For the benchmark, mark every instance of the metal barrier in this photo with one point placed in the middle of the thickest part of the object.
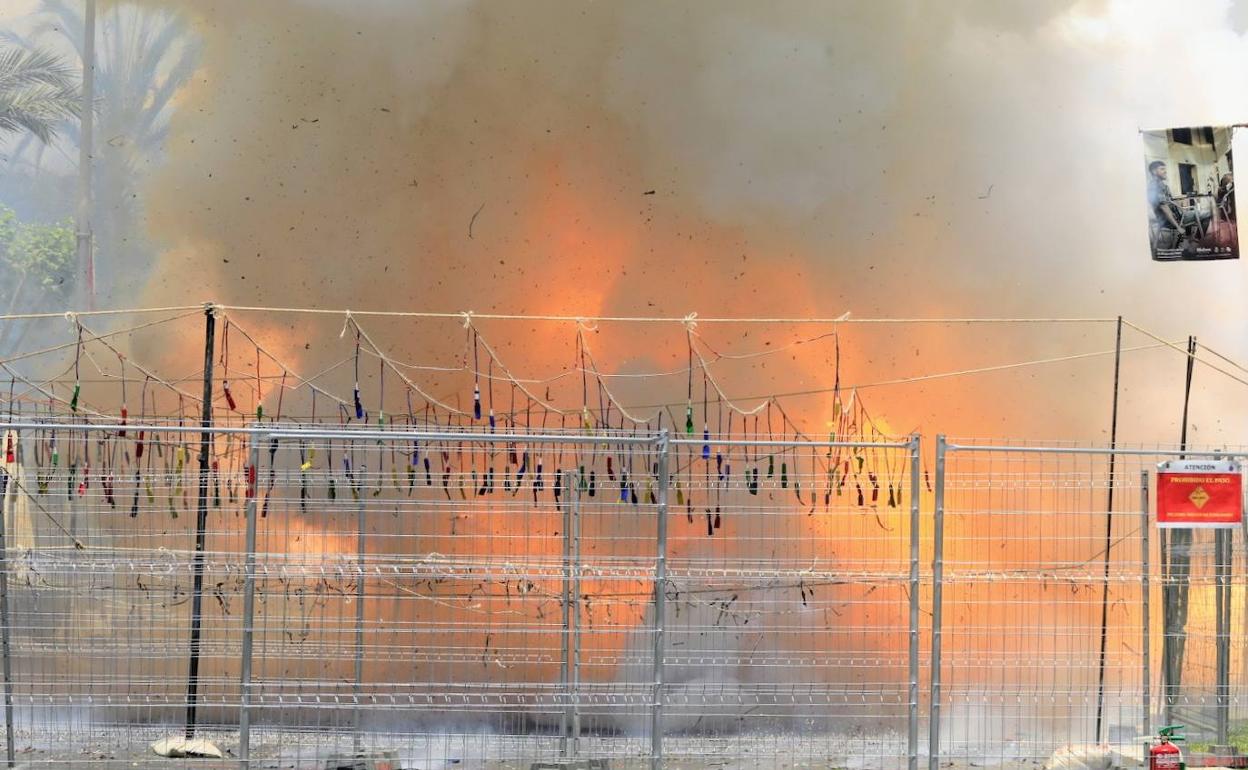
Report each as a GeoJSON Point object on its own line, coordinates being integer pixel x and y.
{"type": "Point", "coordinates": [458, 598]}
{"type": "Point", "coordinates": [476, 599]}
{"type": "Point", "coordinates": [1057, 617]}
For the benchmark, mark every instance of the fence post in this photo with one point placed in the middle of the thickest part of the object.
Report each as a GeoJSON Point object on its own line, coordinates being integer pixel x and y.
{"type": "Point", "coordinates": [361, 545]}
{"type": "Point", "coordinates": [565, 619]}
{"type": "Point", "coordinates": [575, 613]}
{"type": "Point", "coordinates": [937, 589]}
{"type": "Point", "coordinates": [5, 629]}
{"type": "Point", "coordinates": [912, 715]}
{"type": "Point", "coordinates": [1222, 589]}
{"type": "Point", "coordinates": [660, 598]}
{"type": "Point", "coordinates": [1145, 560]}
{"type": "Point", "coordinates": [248, 605]}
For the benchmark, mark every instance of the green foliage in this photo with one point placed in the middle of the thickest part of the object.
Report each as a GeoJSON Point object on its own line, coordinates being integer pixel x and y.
{"type": "Point", "coordinates": [36, 260]}
{"type": "Point", "coordinates": [1237, 736]}
{"type": "Point", "coordinates": [38, 91]}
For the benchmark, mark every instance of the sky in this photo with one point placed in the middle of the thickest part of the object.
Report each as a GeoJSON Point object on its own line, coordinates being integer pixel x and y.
{"type": "Point", "coordinates": [965, 159]}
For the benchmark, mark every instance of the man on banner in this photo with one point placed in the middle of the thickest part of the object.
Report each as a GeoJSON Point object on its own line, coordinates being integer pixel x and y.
{"type": "Point", "coordinates": [1170, 215]}
{"type": "Point", "coordinates": [1198, 222]}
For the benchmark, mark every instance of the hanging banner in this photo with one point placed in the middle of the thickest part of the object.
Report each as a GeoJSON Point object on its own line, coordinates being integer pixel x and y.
{"type": "Point", "coordinates": [1199, 493]}
{"type": "Point", "coordinates": [1191, 194]}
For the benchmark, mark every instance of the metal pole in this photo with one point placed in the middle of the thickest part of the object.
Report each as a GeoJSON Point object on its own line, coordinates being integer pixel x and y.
{"type": "Point", "coordinates": [82, 226]}
{"type": "Point", "coordinates": [248, 605]}
{"type": "Point", "coordinates": [912, 716]}
{"type": "Point", "coordinates": [575, 613]}
{"type": "Point", "coordinates": [565, 635]}
{"type": "Point", "coordinates": [1108, 539]}
{"type": "Point", "coordinates": [1146, 620]}
{"type": "Point", "coordinates": [1177, 560]}
{"type": "Point", "coordinates": [660, 599]}
{"type": "Point", "coordinates": [937, 590]}
{"type": "Point", "coordinates": [361, 545]}
{"type": "Point", "coordinates": [5, 627]}
{"type": "Point", "coordinates": [201, 521]}
{"type": "Point", "coordinates": [1222, 589]}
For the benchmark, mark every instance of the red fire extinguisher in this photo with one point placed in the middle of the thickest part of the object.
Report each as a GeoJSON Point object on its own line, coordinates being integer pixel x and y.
{"type": "Point", "coordinates": [1163, 754]}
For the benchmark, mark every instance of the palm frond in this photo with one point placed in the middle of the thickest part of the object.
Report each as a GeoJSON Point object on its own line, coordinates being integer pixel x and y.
{"type": "Point", "coordinates": [38, 90]}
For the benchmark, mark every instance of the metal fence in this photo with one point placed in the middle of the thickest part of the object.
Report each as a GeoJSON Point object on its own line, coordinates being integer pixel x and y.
{"type": "Point", "coordinates": [474, 599]}
{"type": "Point", "coordinates": [458, 599]}
{"type": "Point", "coordinates": [1062, 619]}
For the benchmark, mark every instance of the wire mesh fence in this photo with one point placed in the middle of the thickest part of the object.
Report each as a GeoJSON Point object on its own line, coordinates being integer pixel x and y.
{"type": "Point", "coordinates": [442, 599]}
{"type": "Point", "coordinates": [1066, 622]}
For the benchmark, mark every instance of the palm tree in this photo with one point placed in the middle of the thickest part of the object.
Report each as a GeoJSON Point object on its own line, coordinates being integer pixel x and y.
{"type": "Point", "coordinates": [38, 90]}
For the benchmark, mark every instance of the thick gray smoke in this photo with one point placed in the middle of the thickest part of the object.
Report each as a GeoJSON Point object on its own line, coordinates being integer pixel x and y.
{"type": "Point", "coordinates": [892, 159]}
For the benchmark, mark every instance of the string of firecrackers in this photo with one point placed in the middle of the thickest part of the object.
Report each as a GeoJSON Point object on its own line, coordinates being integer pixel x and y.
{"type": "Point", "coordinates": [628, 491]}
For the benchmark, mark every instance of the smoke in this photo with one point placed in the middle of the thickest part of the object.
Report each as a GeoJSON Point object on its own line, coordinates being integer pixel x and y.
{"type": "Point", "coordinates": [896, 160]}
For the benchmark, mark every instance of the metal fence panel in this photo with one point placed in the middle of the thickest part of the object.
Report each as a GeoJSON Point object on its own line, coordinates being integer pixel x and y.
{"type": "Point", "coordinates": [472, 599]}
{"type": "Point", "coordinates": [1056, 608]}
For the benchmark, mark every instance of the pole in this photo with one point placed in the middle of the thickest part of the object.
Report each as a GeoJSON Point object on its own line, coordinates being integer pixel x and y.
{"type": "Point", "coordinates": [660, 598]}
{"type": "Point", "coordinates": [1222, 599]}
{"type": "Point", "coordinates": [1108, 538]}
{"type": "Point", "coordinates": [565, 635]}
{"type": "Point", "coordinates": [360, 617]}
{"type": "Point", "coordinates": [82, 226]}
{"type": "Point", "coordinates": [1177, 560]}
{"type": "Point", "coordinates": [10, 749]}
{"type": "Point", "coordinates": [248, 608]}
{"type": "Point", "coordinates": [201, 521]}
{"type": "Point", "coordinates": [575, 613]}
{"type": "Point", "coordinates": [937, 590]}
{"type": "Point", "coordinates": [912, 716]}
{"type": "Point", "coordinates": [1145, 620]}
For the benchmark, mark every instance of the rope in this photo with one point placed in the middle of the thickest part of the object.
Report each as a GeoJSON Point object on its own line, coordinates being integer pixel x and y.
{"type": "Point", "coordinates": [690, 320]}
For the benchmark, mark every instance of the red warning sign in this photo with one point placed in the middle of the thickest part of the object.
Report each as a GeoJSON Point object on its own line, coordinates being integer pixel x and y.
{"type": "Point", "coordinates": [1199, 493]}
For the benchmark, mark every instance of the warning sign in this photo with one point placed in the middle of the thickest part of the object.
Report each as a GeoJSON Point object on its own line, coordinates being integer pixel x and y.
{"type": "Point", "coordinates": [1199, 493]}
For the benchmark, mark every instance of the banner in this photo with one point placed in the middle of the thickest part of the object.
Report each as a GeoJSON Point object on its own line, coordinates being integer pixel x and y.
{"type": "Point", "coordinates": [1199, 493]}
{"type": "Point", "coordinates": [1191, 194]}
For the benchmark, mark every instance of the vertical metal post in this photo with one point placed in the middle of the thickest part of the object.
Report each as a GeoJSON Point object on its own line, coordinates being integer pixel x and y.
{"type": "Point", "coordinates": [1145, 618]}
{"type": "Point", "coordinates": [660, 598]}
{"type": "Point", "coordinates": [201, 521]}
{"type": "Point", "coordinates": [361, 545]}
{"type": "Point", "coordinates": [937, 590]}
{"type": "Point", "coordinates": [575, 613]}
{"type": "Point", "coordinates": [10, 749]}
{"type": "Point", "coordinates": [248, 607]}
{"type": "Point", "coordinates": [912, 715]}
{"type": "Point", "coordinates": [1108, 542]}
{"type": "Point", "coordinates": [1222, 590]}
{"type": "Point", "coordinates": [565, 619]}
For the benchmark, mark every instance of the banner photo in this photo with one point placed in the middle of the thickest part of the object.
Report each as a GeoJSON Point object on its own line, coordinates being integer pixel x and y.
{"type": "Point", "coordinates": [1191, 194]}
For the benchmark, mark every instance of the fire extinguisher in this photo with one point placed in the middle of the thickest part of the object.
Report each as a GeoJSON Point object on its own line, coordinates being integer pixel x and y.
{"type": "Point", "coordinates": [1163, 754]}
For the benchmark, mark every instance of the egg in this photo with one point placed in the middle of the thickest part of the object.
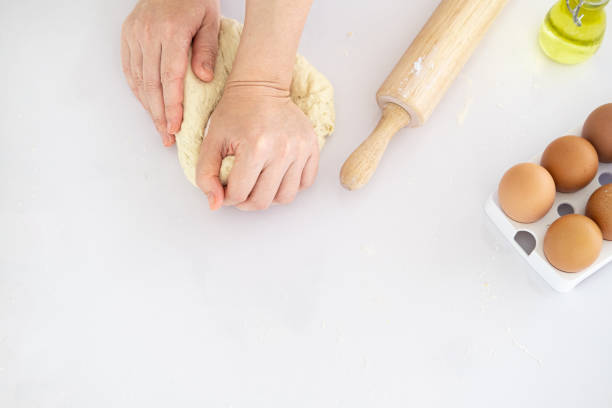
-------------------------
Description of the task:
Locate each line in the records above that contains the word "sign" and copy those lines out.

Problem solution:
For the benchmark, mark every instance of the red warning sign in this photo with one point placed in the middle of the thickest part of the object.
For the benchmark, mark every instance of the warning sign in this photo with one point placed in the middle of the thickest part of the object.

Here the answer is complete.